# EXERCISE
An exact restatement of the records below is expected.

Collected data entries
>>

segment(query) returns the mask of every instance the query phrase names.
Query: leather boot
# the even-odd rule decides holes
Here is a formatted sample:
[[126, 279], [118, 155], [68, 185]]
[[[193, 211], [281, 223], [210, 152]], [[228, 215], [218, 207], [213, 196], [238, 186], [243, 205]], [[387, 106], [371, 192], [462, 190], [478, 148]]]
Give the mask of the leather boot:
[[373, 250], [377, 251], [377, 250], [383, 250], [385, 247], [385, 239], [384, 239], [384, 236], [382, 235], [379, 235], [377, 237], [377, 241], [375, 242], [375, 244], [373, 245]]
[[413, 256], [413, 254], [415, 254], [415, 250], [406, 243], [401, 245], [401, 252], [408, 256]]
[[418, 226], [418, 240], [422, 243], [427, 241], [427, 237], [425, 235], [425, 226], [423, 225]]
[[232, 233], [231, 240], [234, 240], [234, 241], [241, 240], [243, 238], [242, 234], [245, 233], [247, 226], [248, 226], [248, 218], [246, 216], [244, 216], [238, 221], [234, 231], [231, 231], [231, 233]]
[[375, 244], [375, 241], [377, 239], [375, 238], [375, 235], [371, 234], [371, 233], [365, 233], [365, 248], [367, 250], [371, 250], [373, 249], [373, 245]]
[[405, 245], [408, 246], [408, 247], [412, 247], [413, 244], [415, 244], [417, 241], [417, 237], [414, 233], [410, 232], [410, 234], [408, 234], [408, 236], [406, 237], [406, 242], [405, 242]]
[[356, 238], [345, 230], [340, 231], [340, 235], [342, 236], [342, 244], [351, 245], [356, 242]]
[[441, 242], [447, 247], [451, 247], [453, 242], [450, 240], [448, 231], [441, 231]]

<<

# RESPONSE
segment(query) returns the mask of every instance the query phrase names.
Query: leather boot
# the even-odd rule decides holes
Here is a formatted sample:
[[126, 279], [118, 155], [68, 185]]
[[[193, 211], [281, 223], [210, 152]], [[228, 215], [218, 207], [213, 196], [238, 186], [243, 205]], [[387, 106], [371, 192], [462, 190], [478, 148]]]
Give the mask of the leather boot:
[[373, 250], [377, 251], [377, 250], [383, 250], [385, 247], [385, 239], [384, 239], [384, 236], [382, 235], [379, 235], [377, 237], [377, 241], [375, 242], [375, 244], [373, 245]]
[[413, 256], [413, 254], [415, 254], [415, 250], [406, 243], [401, 245], [401, 252], [408, 256]]
[[418, 226], [418, 240], [422, 243], [427, 241], [427, 237], [425, 235], [425, 226], [423, 225]]
[[232, 233], [231, 240], [234, 240], [234, 241], [241, 240], [243, 238], [242, 234], [245, 233], [247, 226], [248, 226], [248, 218], [246, 216], [244, 216], [238, 221], [234, 231], [231, 231], [231, 233]]
[[375, 244], [375, 241], [377, 239], [375, 238], [375, 235], [371, 234], [371, 233], [365, 233], [365, 248], [367, 250], [371, 250], [373, 249], [373, 245]]
[[405, 245], [408, 246], [408, 247], [412, 247], [413, 244], [415, 244], [417, 241], [417, 237], [414, 233], [410, 232], [410, 234], [408, 234], [408, 236], [406, 237], [406, 242], [405, 242]]
[[356, 238], [345, 230], [340, 231], [340, 235], [342, 236], [342, 244], [351, 245], [356, 242]]
[[441, 242], [447, 247], [451, 247], [453, 242], [450, 240], [448, 231], [441, 231]]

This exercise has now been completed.